**Job A:** In the call transcript, which LR2 does the speaker say is trading clean?
**Job B:**
Please state whether each statement below agrees with the call transcript, answering yes or no and quoting the words that decide it.
(i) All of the company's LR1s and Panamaxes are trading dirty.
(ii) Earnings on the LR2 have outpaced the Aframaxes.
(iii) Peder Jarlsby is from Fearnley Securities.

**Source text:**
────

So, its. I’ll take that, you know interestingly, I think you have a confluence right now of factors where oil prices were ratcheting up, Brent was up around $85, $86 people were becoming concerned, and you really saw, you know OPEC respond, you know between the United States, Russia and Saudi. I think we are producing about 33 million barrels a day. So you are seeing OPEC respond to the call and oil prices are, I think Brent somewhere around $73 per day barrel right now, which I actually like to see because it’s very important that we have that 1.4 million barrels per day of demand next year. So, I think, you know coming off of a really, really tough market, you saw a lot of scraping, I think the market was more finally balanced than what it looked and then you have a call on the demand because inventories have come down, and the oil market is responding. So, we do expect for that to extend through Q4 to have a pretty robust Q4.

Randy Giveans

Analyst

Okay, and then for a chartering strategy. Does INSW play on kind of locking in some of these higher rates for six,12, 18 months perse, switch over some of your spot coverage to time charter?

Lois Zabrocky

Analyst

We, you know are definitely, finally seeing the time charter market react and start to recover. So, that’s something that we will constantly be taking a look at as markets move upward.

Randy Giveans

Analyst

Okay. And then last question, you referenced early a little bit, some of the switching between crude and product tankers. Have you thought about switching maybe some of your older LR1s, LR2, from products to the crude trade?

Lois Zabrocky

Analyst

You know it’s interesting. All of our LR1s and Panamaxes are trading dirty, and that PI pool pretty much out earns all the competition. Our only LR2 is actually trading clean, the Seaways Shenandoah, and we are really watching that because the earnings on the LR2 have lagged the Aframaxes, but so far we are committed to keeping her clean for now.

Randy Giveans

Analyst

All right. That’s it from me. Thanks again.

Lois Zabrocky

Analyst

Thank you.

Jeff Pribor

Analyst

Thanks, Randy.

Operator

Operator

[Operator Instructions] Our next question comes from Peder Jarlsby of Fearnley Securities. Please go ahead.

Peder Jarlsby

Analyst

Hi good morning. Just following a bit up on Randy’s question, last year I guess a few people were disappointed because we saw a lot of the owners positioning them for yearend cargoes, and then the market came off quite brutally. Do you see any indications that this will happen this year as well, or you are a bit more comfortable now?

Lois Zabrocky

Analyst

You know I guess, I mean we are getting very into the, you know immediate, you know next voyages and positioning and its exactly where everything is. I would say, you never have a straight line upward and so we are going to see the market within a band, but I do think that Q4 will stay strong through the end of the year.

Peder Jarlsby

Analyst

Okay. Thank you. And just kind of looking a bit further ahead into 2019, I’m trying to figure out how that year will develop. Do you think, the refinery industry will focus or change its maintenance to the spring turnaround rather than the fall period next year, given that they have to kind of ramp up for gas output in the second half of ’19? Is that something you see affecting the market in a big way?

────

**Data excerpt:**
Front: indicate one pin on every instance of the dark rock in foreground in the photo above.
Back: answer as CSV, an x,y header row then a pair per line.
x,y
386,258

────

**Correct result A:** The Seaways Shenandoah.

**Correct result B:**
(i) Yes: "All of our LR1s and Panamaxes are trading dirty"
(ii) No: "the earnings on the LR2 have lagged the Aframaxes"
(iii) Yes: "Our next question comes from Peder Jarlsby of Fearnley Securities."